## The problem
Among the entries below, one line contains "positive clicks: (576, 94)" and another contains "0L623 5L495 92L516". Transcribe those two lines and every line between them, exactly.

::::

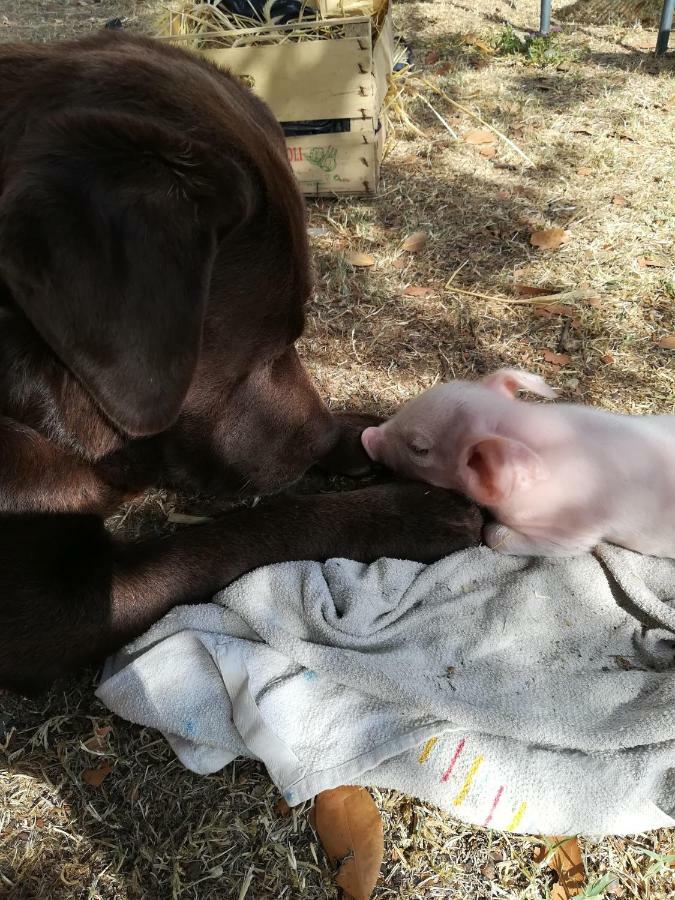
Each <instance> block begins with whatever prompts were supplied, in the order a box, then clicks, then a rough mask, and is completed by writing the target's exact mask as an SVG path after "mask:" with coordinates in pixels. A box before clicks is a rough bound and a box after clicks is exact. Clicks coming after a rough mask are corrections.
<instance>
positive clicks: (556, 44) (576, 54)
mask: <svg viewBox="0 0 675 900" xmlns="http://www.w3.org/2000/svg"><path fill="white" fill-rule="evenodd" d="M494 47H495V50H496V51H497V53H498V54H499V55H500V56H520V57H522V60H523V62H525V63H527V64H529V65H533V66H540V67H544V66H559V65H560V64H561V63H564V62H573V61H574V60H576V59H578V58H579V55H580V54H579V50H578V49H576V48H572V47H563V46H562V45H561V43H560V39H559V38H558V36H557V35H555V34H547V35H545V36H544V35H530V36H528V37H526V38H521V37H519V36H518V35H517V34H516V32H515V30H514V29H513V27H512V26H511V25H507V26H506V27H505V28H503V29H502V31H501V32H500V34H499V35H498V36H497V38H496V40H495V42H494Z"/></svg>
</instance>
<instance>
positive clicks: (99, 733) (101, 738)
mask: <svg viewBox="0 0 675 900" xmlns="http://www.w3.org/2000/svg"><path fill="white" fill-rule="evenodd" d="M111 731H112V726H111V725H104V726H102V727H101V728H94V736H93V737H90V738H89V740H88V741H85V742H84V746H85V747H86V748H87V750H93V751H94V752H96V751H102V750H105V748H106V746H107V744H108V742H107V740H106V738H107V737H108V735H109V734H110V732H111Z"/></svg>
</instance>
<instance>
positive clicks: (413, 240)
mask: <svg viewBox="0 0 675 900" xmlns="http://www.w3.org/2000/svg"><path fill="white" fill-rule="evenodd" d="M427 238H428V234H427V233H426V231H413V233H412V234H409V235H408V237H407V238H406V239H405V240H404V241H403V244H402V245H401V249H402V250H407V251H408V253H416V252H417V251H418V250H422V249H423V248H424V247H426V244H427Z"/></svg>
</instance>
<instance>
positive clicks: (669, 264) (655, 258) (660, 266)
mask: <svg viewBox="0 0 675 900" xmlns="http://www.w3.org/2000/svg"><path fill="white" fill-rule="evenodd" d="M637 264H638V265H639V266H640V268H641V269H644V268H648V269H669V268H670V260H669V259H666V257H665V256H638V258H637Z"/></svg>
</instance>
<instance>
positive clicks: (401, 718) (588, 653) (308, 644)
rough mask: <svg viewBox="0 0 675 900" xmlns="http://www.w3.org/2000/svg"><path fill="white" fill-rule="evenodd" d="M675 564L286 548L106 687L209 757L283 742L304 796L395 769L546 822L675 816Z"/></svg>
mask: <svg viewBox="0 0 675 900" xmlns="http://www.w3.org/2000/svg"><path fill="white" fill-rule="evenodd" d="M674 598H675V562H674V561H670V560H657V559H653V558H649V557H641V556H639V555H638V554H635V553H632V552H630V551H628V550H621V549H618V548H616V547H610V546H603V547H601V548H599V550H598V551H597V552H596V554H594V555H590V554H589V555H585V556H582V557H578V558H575V559H525V558H521V557H509V556H502V555H499V554H496V553H493V552H492V551H490V550H489V549H487V548H484V547H481V548H477V549H472V550H466V551H464V552H461V553H456V554H454V555H452V556H449V557H447V558H446V559H444V560H441V561H440V562H438V563H435V564H434V565H430V566H424V565H421V564H419V563H414V562H407V561H401V560H392V559H381V560H379V561H378V562H376V563H373V564H372V565H363V564H361V563H356V562H353V561H350V560H344V559H333V560H330V561H329V562H327V563H325V564H323V565H322V564H320V563H316V562H295V563H283V564H280V565H275V566H269V567H266V568H263V569H259V570H257V571H254V572H252V573H250V574H249V575H246V576H244V577H243V578H241V579H240V580H239V581H237V582H235V583H234V584H232V585H231V586H230V587H229V588H227V589H226V590H224V591H222V592H221V593H219V594H218V595H217V596H216V597H215V598H214V601H213V602H212V603H209V604H204V605H201V606H185V607H179V608H177V609H175V610H174V611H172V612H171V613H169V614H168V615H167V616H165V617H164V619H162V620H161V621H160V622H158V623H157V624H156V625H155V626H154V627H153V628H152V629H150V631H149V632H147V633H146V634H145V635H143V636H142V637H141V638H139V639H138V640H136V641H135V642H134V643H133V644H131V645H129V646H128V647H126V648H125V649H124V650H122V651H121V652H120V653H118V654H117V655H116V656H115V657H112V658H111V659H110V660H108V663H107V665H106V668H105V671H104V676H103V680H102V683H101V685H100V687H99V690H98V696H99V697H100V699H101V700H102V701H103V702H104V703H105V704H106V706H108V707H109V708H110V709H111V710H113V711H114V712H116V713H117V714H118V715H120V716H122V717H124V718H126V719H130V720H131V721H133V722H137V723H139V724H142V725H146V726H151V727H154V728H157V729H159V730H160V731H162V732H163V733H164V734H165V736H166V737H167V740H168V741H169V742H170V744H171V746H172V747H173V749H174V750H175V752H176V753H177V755H178V756H179V758H180V759H181V760H182V762H183V763H184V764H185V765H186V766H187V767H188V768H189V769H191V770H193V771H195V772H199V773H204V774H206V773H210V772H214V771H217V770H218V769H220V768H222V767H223V766H225V765H227V764H228V763H229V762H231V761H232V760H233V759H234V758H235V757H237V756H247V757H251V758H254V759H259V760H262V762H263V763H264V764H265V766H266V767H267V770H268V772H269V775H270V777H271V778H272V780H273V781H274V783H275V784H276V785H277V786H278V788H279V790H280V791H281V792H282V793H283V795H284V797H285V798H286V800H287V801H288V803H289V804H290V805H296V804H298V803H301V802H302V801H304V800H307V799H308V798H311V797H312V796H314V795H315V794H316V793H317V792H319V791H322V790H326V789H329V788H332V787H336V786H338V785H341V784H363V785H374V786H379V787H394V788H397V789H398V790H401V791H405V792H406V793H408V794H411V795H414V796H417V797H420V798H422V799H424V800H427V801H431V802H433V803H436V804H438V805H439V806H440V807H442V808H444V809H446V810H448V811H449V812H451V813H452V814H453V815H455V816H457V817H458V818H460V819H462V820H464V821H467V822H471V823H476V824H481V825H489V826H491V827H495V828H500V829H507V830H511V831H517V832H529V833H536V834H568V833H570V834H571V833H585V834H595V835H599V834H608V833H615V834H627V833H634V832H638V831H643V830H645V829H649V828H657V827H663V826H672V825H675V599H674Z"/></svg>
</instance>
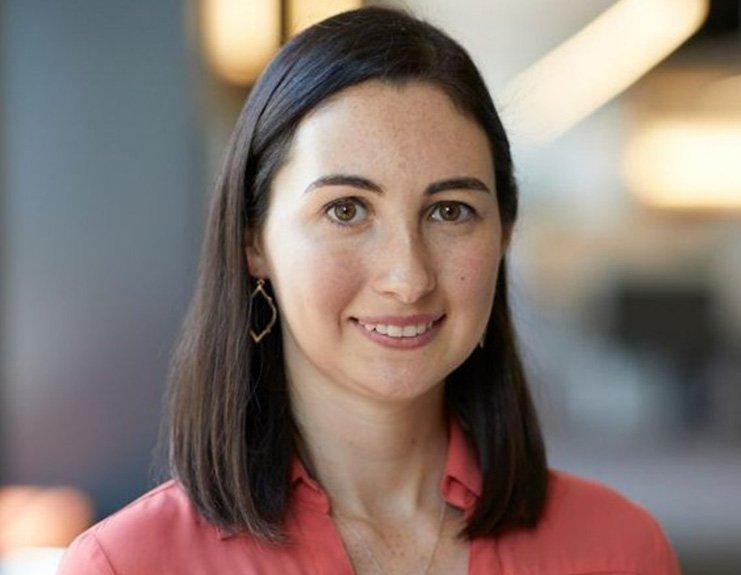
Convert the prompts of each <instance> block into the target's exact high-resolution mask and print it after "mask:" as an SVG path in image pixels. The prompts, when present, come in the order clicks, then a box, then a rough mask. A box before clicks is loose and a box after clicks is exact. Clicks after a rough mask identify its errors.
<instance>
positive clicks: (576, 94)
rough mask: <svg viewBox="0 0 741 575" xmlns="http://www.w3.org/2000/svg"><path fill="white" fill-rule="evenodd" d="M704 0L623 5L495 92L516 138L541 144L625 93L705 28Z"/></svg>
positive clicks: (558, 46)
mask: <svg viewBox="0 0 741 575" xmlns="http://www.w3.org/2000/svg"><path fill="white" fill-rule="evenodd" d="M708 9H709V1H708V0H620V1H619V2H616V3H615V4H614V5H612V6H611V7H610V8H608V9H607V10H606V11H605V12H603V13H602V14H600V15H599V16H598V17H597V18H596V19H595V20H593V21H592V22H591V23H590V24H588V25H587V26H586V27H585V28H583V29H582V30H581V31H579V32H578V33H576V34H575V35H574V36H572V37H571V38H569V39H568V40H566V41H565V42H564V43H563V44H561V45H560V46H558V47H556V48H555V49H553V50H552V51H551V52H549V53H548V54H546V55H545V56H544V57H543V58H541V59H540V60H538V61H537V62H536V63H535V64H533V65H532V66H530V67H529V68H527V69H526V70H525V71H524V72H522V73H521V74H519V75H518V76H517V77H516V78H515V79H514V80H512V82H510V84H508V85H507V86H506V87H505V89H504V90H503V92H502V93H501V94H500V99H501V101H502V104H503V110H504V111H505V112H506V114H505V115H506V116H507V120H508V122H507V123H508V124H509V126H508V127H509V128H511V129H512V130H513V133H514V134H515V136H516V137H522V138H523V139H525V140H529V141H531V142H533V143H536V144H546V143H548V142H550V141H552V140H554V139H555V138H557V137H558V136H560V135H561V134H563V133H564V132H565V131H567V130H568V129H570V128H571V127H572V126H574V125H575V124H576V123H578V122H579V121H581V120H582V119H583V118H585V117H587V116H588V115H589V114H591V113H592V112H594V111H595V110H596V109H598V108H599V107H600V106H602V105H604V104H605V103H606V102H608V101H609V100H610V99H612V98H613V97H615V96H616V95H617V94H619V93H620V92H622V91H623V90H625V89H626V88H627V87H628V86H630V85H631V84H632V83H634V82H635V81H636V80H637V79H638V78H640V77H641V76H642V75H643V74H645V73H646V72H647V71H648V70H650V69H651V68H652V67H654V66H655V65H656V64H658V63H659V62H660V61H661V60H663V59H664V58H665V57H666V56H668V55H669V54H671V53H672V52H673V51H674V50H675V49H676V48H677V47H679V46H680V45H681V44H682V43H683V42H684V41H685V40H687V39H688V38H689V37H690V36H691V35H692V34H693V33H694V32H695V31H696V30H697V29H698V28H699V27H700V26H701V25H702V23H703V22H704V20H705V18H706V17H707V13H708Z"/></svg>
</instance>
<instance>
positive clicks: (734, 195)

::::

## Task response
positive clicks: (576, 94)
rough mask: <svg viewBox="0 0 741 575" xmlns="http://www.w3.org/2000/svg"><path fill="white" fill-rule="evenodd" d="M704 0L623 5L495 92L516 138L541 144L625 93L705 28Z"/></svg>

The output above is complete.